## DATA TO PROCESS
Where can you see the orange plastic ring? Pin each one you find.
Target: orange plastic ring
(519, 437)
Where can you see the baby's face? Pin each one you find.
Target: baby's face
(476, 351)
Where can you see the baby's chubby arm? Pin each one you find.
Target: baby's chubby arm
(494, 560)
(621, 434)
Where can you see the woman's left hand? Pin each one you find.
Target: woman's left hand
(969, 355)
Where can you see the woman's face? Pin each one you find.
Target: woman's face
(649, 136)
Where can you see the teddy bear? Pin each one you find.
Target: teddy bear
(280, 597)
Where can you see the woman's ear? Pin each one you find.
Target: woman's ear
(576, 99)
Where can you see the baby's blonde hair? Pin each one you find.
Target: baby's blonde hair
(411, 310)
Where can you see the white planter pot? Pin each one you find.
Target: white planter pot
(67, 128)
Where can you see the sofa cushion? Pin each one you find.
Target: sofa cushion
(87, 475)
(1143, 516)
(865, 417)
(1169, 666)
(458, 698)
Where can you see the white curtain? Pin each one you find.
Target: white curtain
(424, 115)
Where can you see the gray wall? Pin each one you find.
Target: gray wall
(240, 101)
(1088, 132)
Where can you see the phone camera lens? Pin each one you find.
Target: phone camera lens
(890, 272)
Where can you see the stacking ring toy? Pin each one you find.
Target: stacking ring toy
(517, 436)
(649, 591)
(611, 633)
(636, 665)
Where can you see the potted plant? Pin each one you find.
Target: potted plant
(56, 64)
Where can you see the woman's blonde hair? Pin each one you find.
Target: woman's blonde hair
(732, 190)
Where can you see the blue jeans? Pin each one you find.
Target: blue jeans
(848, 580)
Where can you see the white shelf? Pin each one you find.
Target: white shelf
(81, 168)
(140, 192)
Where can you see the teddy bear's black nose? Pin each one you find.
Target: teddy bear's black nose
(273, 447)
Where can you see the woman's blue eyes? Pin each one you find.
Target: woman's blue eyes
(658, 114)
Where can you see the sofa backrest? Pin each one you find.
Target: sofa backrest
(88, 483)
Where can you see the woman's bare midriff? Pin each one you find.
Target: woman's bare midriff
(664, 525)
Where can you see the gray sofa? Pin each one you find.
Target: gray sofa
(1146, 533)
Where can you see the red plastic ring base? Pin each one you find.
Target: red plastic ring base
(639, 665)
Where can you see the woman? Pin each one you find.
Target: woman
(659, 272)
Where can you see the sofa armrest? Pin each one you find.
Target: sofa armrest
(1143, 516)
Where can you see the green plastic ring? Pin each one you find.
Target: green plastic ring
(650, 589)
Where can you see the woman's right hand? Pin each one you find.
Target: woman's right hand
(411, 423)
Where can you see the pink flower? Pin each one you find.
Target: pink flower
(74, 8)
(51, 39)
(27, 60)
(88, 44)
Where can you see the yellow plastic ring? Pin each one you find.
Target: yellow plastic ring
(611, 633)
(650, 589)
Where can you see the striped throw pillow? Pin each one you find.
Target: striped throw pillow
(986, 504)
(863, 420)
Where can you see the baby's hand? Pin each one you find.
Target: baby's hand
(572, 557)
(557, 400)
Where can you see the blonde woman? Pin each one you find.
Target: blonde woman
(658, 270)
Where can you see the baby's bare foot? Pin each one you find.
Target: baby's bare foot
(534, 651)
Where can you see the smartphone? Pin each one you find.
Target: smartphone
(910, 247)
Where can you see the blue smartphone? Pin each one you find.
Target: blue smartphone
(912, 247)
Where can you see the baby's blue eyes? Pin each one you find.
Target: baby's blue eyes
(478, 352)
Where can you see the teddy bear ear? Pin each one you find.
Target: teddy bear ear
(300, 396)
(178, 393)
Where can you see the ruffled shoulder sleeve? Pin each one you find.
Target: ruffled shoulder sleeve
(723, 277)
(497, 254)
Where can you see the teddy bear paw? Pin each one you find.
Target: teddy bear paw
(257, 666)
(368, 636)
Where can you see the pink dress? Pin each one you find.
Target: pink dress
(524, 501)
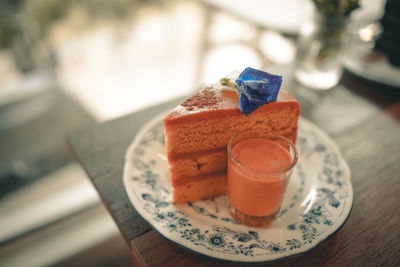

## GOAL OF THE EXERCISE
Convert every line of the records above into a numbered list, omitting blank lines and leaving out the pictures.

## WRITTEN ANSWER
1. Where can you see the orange plastic ring? Pin each one you find.
2. Target: orange plastic ring
3. (519, 437)
4. Where can you see the baby's face? Pin each one you find.
5. Target: baby's face
6. (476, 351)
7. Where can you see the baby's chubby arm? Pin each one you find.
8. Target: baby's chubby arm
9. (494, 560)
10. (621, 434)
11. Where can you see the woman's left hand? Pin each one you find.
12. Target: woman's left hand
13. (969, 355)
14. Where can you see the woman's face? Pin each one you find.
15. Target: woman's face
16. (649, 136)
17. Where can you see the teddy bear? Pin each one you find.
18. Target: teddy bear
19. (280, 597)
20. Where can you see the woman's ear? Pin each one you find.
21. Target: woman's ear
22. (576, 99)
23. Where can you see the baby's blonde hair? Pin each one you find.
24. Target: baby's blonde hair
25. (411, 310)
26. Where can you see the white planter pot? Pin each one you find.
27. Target: white planter pot
28. (67, 128)
29. Where can you see the sofa cushion? Pin each one you find.
30. Target: sofa cushion
31. (87, 475)
32. (1143, 516)
33. (865, 417)
34. (1169, 666)
35. (458, 698)
36. Where can you see the white curtain? Pin each one you find.
37. Target: white curtain
38. (424, 115)
39. Where can you see the gray wall? Pin each one you find.
40. Target: gray wall
41. (240, 101)
42. (1088, 132)
43. Where can you see the phone camera lens? Pin each one you find.
44. Target: phone camera lens
45. (890, 272)
46. Where can you see the stacking ring toy? Pin each one you find.
47. Target: stacking ring toy
48. (517, 436)
49. (649, 591)
50. (611, 633)
51. (636, 665)
52. Where can you see the potted plant? Pin each one you find.
53. Target: potted plant
54. (56, 64)
55. Where can you see the woman's blonde hair? Pin each one you find.
56. Target: woman's blonde hair
57. (732, 190)
58. Where can you see the blue jeans? Pin each one you find.
59. Target: blue jeans
60. (848, 580)
61. Where can you see the white shelf? Pin each one you find.
62. Target: white shelf
63. (81, 168)
64. (140, 192)
65. Where can you see the teddy bear's black nose? Pin each one you find.
66. Target: teddy bear's black nose
67. (273, 447)
68. Where can you see the woman's blue eyes? Pin each one you find.
69. Target: woman's blue eyes
70. (658, 114)
71. Where can you see the sofa backrest? Pin each one you find.
72. Target: sofa backrest
73. (88, 483)
74. Where can you see the woman's bare midriff? Pin each one you find.
75. Target: woman's bare midriff
76. (664, 525)
77. Where can you see the gray sofa? Pin each one you find.
78. Target: gray sofa
79. (1146, 533)
80. Where can you see the red plastic ring base? Pin each one you find.
81. Target: red plastic ring base
82. (639, 665)
83. Where can you see the woman? Pin each one you find.
84. Target: woman
85. (659, 272)
86. Where can you see the sofa armrest? Pin each one you find.
87. Target: sofa armrest
88. (1143, 516)
89. Where can you see the green plastic ring? Pin each one you find.
90. Target: green plastic ring
91. (650, 589)
92. Where can you see the woman's right hand? Pin each one you find.
93. Target: woman's right hand
94. (411, 423)
95. Where can you see the pink flower? Pin each one you find.
96. Target: pink flower
97. (74, 8)
98. (51, 39)
99. (27, 60)
100. (88, 44)
101. Where can you see the yellow plastic ring? Pin each one you find.
102. Target: yellow plastic ring
103. (611, 633)
104. (650, 589)
105. Where can you see the striped throw pillow? Pin each one you find.
106. Target: striped throw pillow
107. (986, 504)
108. (863, 420)
109. Where can you see the baby's hand? Pin each one you find.
110. Target: baby's hand
111. (572, 557)
112. (557, 400)
113. Where can you see the blonde woman? Pin each one you find.
114. Target: blonde woman
115. (658, 270)
116. Where can you see the baby's bare foot? Pin each one you find.
117. Target: baby's bare foot
118. (534, 651)
119. Where can you see the smartphone? Pin each one you find.
120. Target: smartphone
121. (910, 247)
122. Where can you see the blue smartphone? Pin each one you find.
123. Target: blue smartphone
124. (912, 247)
125. Where can you see the baby's blue eyes? Pin each one you find.
126. Target: baby's blue eyes
127. (478, 352)
128. Where can you see the teddy bear ear? Pin each one you find.
129. Target: teddy bear ear
130. (300, 396)
131. (178, 393)
132. Where can you see the ruffled shoulder sleeve? Pin each one you find.
133. Target: ruffled shoulder sleeve
134. (723, 277)
135. (497, 254)
136. Where can you see the teddy bear paw? Pin each one you find.
137. Target: teddy bear paw
138. (257, 666)
139. (368, 636)
140. Where can you see the pink dress? Pin each one you find.
141. Target: pink dress
142. (524, 501)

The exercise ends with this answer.